Page excerpt:

# # # #

Acacia consobrina is a species of flowering plant in the family Fabaceae and is endemic to the south-west of Western Australia. It is a spreading shrub with narrowly lance-shaped or oblong phyllodes, spherical heads of golden yellow flowers and thinly leathery, hairy, wavy pods.

==Description==
Acacia consobrina is a rounded, spreading shrub that typically grows to a height of 0.5–1.5 m and up to 3.5 m wide. It has hairy branchlets with raised or flattened hairs, sometimes golden on young growth. The phyllodes are narrowly lance-shaped or oblong with the narrower end towards the base, mostly 25–40 mm long, 4–9 mm wide and leathery with many raised veins on each face. The flowers are usually arranged in two spherical heads in racemes 0.5–4.5 mm long on peduncles 2–6 mm long. Each head is 4–6 mm in diameter, with mostly 35 to 45 golden yellow flowers. Flowering occurs from May to September, and the pods are wavy, thinly leathery, up to 30 mm long and 6–8 mm wide with broadly egg-shaped, glossy dark brown seeds 2.5–3.0 mm long with an aril near the end.

# # # #

Excerpted data:

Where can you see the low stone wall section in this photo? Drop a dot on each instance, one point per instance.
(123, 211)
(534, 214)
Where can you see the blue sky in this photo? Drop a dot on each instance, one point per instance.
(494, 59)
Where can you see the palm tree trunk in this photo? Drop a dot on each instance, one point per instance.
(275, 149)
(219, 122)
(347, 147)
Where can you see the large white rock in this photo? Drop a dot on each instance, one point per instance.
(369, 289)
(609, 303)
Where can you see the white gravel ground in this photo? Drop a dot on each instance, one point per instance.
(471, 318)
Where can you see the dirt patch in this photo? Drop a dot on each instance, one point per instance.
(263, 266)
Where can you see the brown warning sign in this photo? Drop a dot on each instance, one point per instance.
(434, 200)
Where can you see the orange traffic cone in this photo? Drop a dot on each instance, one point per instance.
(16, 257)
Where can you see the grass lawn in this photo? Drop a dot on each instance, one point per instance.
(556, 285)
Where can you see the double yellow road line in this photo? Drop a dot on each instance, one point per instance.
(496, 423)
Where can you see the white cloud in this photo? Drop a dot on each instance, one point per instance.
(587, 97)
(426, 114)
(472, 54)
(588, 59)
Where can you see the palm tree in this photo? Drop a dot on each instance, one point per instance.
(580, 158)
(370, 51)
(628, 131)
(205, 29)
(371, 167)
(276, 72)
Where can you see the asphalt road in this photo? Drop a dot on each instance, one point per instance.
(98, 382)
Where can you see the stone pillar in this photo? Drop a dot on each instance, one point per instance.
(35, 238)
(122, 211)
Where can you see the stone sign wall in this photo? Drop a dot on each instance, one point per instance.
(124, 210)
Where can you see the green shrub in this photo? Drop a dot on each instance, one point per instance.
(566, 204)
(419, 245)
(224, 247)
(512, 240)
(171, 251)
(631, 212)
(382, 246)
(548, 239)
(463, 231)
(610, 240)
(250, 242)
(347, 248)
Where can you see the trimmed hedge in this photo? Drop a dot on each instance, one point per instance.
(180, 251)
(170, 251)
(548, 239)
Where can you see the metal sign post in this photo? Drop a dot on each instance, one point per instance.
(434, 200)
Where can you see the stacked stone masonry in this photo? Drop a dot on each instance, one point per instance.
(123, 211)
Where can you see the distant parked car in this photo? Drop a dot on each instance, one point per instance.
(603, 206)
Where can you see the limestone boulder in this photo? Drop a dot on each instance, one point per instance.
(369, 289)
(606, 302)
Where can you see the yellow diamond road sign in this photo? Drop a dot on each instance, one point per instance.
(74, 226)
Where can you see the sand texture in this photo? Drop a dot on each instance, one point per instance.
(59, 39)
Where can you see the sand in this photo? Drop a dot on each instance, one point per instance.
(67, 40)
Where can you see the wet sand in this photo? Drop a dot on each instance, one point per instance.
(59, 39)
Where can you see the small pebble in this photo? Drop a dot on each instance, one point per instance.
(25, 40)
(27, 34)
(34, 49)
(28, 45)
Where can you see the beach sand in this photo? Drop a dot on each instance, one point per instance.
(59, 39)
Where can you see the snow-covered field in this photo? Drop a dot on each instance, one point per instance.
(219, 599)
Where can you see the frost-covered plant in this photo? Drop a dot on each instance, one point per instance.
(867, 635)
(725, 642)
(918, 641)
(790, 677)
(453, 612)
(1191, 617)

# # # #

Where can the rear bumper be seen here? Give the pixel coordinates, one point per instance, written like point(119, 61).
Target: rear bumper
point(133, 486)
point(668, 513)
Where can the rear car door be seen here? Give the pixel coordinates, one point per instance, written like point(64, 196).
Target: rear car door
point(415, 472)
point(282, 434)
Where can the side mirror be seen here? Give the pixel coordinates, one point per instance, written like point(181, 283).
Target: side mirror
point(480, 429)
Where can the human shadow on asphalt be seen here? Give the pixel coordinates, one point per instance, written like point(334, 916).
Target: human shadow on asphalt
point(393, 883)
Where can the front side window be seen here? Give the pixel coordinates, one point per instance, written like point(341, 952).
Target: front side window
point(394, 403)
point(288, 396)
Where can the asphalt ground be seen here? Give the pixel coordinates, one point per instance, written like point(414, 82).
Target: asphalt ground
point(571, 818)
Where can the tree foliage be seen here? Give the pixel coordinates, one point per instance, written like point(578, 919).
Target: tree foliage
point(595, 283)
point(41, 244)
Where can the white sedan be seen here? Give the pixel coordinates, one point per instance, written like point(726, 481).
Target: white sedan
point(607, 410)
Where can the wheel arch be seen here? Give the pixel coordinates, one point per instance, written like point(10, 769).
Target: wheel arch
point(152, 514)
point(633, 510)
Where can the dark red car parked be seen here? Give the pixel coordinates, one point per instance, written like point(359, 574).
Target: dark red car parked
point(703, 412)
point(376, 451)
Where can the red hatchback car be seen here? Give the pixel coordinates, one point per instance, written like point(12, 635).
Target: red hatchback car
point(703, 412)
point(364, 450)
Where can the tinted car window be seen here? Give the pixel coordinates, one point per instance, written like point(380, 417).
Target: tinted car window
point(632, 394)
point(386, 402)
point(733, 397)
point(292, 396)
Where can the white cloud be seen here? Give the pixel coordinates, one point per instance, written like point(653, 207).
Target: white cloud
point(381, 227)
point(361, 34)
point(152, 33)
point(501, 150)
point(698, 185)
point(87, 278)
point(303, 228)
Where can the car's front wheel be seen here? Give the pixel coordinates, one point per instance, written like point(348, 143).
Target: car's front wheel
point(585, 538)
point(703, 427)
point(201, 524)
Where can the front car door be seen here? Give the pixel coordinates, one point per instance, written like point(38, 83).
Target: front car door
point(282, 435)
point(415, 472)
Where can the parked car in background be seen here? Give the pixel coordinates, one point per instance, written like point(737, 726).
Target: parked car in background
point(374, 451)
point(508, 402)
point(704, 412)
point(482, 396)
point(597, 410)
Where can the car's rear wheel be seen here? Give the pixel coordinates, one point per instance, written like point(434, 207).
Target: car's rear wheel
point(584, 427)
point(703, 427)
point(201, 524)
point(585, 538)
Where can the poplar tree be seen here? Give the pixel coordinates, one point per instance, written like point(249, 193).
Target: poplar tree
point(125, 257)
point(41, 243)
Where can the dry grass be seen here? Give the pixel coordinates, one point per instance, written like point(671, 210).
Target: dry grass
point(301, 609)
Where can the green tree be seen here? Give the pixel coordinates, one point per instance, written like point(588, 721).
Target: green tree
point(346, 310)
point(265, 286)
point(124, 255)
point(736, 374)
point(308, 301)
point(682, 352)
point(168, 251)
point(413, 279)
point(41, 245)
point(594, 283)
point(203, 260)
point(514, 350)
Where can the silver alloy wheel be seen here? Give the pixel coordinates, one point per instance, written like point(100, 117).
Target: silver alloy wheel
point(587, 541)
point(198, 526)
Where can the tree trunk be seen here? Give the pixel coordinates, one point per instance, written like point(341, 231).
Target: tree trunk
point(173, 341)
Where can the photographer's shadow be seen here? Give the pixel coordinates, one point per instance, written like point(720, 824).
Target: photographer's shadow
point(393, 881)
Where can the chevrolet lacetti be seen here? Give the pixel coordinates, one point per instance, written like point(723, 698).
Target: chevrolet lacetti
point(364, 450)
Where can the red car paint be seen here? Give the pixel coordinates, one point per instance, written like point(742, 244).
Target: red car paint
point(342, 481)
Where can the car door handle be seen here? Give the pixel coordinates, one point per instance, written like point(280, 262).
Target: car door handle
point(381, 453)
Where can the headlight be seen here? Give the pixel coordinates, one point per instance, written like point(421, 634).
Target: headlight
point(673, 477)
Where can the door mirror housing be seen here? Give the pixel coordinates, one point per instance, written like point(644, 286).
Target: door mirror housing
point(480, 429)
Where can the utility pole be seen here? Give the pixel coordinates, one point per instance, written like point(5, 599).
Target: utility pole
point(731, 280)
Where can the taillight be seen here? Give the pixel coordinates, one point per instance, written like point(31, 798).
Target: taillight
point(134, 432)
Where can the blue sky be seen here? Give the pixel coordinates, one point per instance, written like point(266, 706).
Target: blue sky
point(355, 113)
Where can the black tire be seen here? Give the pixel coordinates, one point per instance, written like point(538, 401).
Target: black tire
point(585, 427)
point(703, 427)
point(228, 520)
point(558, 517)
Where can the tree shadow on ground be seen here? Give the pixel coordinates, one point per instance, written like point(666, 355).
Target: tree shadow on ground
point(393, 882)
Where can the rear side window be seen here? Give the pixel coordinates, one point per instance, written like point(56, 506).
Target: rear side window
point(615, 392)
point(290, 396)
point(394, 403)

# # # #

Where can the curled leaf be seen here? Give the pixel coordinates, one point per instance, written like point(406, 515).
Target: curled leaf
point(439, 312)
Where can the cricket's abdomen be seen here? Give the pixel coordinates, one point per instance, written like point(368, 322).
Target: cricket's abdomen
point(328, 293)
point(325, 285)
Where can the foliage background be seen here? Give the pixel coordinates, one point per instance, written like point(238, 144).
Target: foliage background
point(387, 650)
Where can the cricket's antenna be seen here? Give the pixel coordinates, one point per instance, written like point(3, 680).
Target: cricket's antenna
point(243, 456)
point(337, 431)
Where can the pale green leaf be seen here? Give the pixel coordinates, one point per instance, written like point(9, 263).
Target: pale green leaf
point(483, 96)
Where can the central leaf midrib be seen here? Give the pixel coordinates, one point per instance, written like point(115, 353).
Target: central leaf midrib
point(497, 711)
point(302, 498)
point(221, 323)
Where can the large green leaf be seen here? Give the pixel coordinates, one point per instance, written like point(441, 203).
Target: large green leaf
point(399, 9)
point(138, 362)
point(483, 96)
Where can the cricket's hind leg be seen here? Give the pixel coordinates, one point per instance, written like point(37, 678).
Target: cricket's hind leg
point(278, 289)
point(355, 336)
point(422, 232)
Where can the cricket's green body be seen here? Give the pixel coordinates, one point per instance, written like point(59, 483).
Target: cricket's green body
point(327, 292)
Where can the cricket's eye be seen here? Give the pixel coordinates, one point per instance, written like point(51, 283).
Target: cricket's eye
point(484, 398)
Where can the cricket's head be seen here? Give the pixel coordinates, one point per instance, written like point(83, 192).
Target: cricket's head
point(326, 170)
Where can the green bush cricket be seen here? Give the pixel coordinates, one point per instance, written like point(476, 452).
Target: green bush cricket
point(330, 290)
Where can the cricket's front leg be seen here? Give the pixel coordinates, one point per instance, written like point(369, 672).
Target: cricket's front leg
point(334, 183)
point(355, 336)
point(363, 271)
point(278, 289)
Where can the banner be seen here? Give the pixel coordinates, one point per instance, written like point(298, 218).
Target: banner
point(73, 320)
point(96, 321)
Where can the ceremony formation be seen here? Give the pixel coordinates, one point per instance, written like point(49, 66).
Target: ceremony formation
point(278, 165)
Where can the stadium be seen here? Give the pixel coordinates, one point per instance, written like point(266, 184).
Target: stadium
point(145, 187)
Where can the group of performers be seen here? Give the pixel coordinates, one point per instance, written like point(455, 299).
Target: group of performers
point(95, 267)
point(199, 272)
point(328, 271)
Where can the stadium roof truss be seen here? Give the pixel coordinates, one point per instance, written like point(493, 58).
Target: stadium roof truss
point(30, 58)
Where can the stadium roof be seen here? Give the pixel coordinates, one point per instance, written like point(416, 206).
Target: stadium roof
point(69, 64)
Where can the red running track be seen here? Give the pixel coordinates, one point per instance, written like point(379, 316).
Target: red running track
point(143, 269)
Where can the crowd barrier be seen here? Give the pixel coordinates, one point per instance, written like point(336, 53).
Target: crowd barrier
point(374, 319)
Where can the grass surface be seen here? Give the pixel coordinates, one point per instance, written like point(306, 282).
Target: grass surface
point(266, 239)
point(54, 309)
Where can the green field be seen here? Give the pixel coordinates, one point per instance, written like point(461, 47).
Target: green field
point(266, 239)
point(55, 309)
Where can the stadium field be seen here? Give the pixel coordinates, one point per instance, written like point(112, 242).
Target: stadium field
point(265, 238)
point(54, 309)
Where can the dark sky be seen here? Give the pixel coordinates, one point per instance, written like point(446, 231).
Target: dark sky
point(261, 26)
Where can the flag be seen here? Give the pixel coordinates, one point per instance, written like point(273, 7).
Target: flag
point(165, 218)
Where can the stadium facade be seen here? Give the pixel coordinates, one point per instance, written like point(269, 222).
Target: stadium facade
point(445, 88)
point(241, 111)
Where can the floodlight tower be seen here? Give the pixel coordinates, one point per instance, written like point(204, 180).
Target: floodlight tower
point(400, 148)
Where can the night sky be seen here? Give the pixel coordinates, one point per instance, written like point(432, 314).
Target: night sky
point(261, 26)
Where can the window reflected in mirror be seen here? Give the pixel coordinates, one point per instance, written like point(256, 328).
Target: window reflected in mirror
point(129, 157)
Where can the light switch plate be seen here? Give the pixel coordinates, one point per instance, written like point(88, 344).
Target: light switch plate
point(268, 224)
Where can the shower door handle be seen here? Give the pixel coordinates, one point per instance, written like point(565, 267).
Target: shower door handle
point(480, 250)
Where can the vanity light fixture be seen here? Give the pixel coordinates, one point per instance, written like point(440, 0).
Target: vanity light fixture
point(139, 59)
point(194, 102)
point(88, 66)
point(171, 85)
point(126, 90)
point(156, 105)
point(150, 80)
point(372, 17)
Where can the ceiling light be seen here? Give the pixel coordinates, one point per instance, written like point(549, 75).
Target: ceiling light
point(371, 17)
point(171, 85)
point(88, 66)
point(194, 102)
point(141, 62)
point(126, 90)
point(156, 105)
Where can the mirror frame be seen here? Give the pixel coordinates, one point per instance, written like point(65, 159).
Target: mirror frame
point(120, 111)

# # # #

Problems to solve:
1. Copy the part of the Acacia consobrina text that opens with the words containing "Acacia consobrina is a species" and closes with "hairy, wavy pods.".
2. Continue the Acacia consobrina text, picking up after its final sentence.

Answers for the exercise:
1.
Acacia consobrina is a species of flowering plant in the family Fabaceae and is endemic to the south-west of Western Australia. It is a spreading shrub with narrowly lance-shaped or oblong phyllodes, spherical heads of golden yellow flowers and thinly leathery, hairy, wavy pods.

2.
==Taxonomy==
Acacia consobrina was first formally described in 1990 by the botanists Richard Sumner Cowan and Bruce Maslin in the journal Nuytsia, from specimens collected 24 km north of Ongerup by Kenneth Newbey in 1964. The specific epithet (consobrina) means 'cousins', meaning the species is distantly related to Acacia flavipila and Acacia ixiophylla.

This species belong in the Section Plurinerves.

==Distribution==
This species of wattle is native to the Esperance Plains, Mallee and Swan Coastal Plain bioregions of south-western Western Australia where it commonly grows on undulating sandplains and flats in sandy-clay, loamy-clay or clay soils. It is scattered but locally common between Karlgarin, Gnowangerup, Chillinup Nature Reserve and Jerramungup in low Eucalyptus woodland or open shrub mallee communities.

==Conservation status==
Acacia consobrina is listed as by the Government of Western Australia Department of Biodiversity, Conservation and Attractions.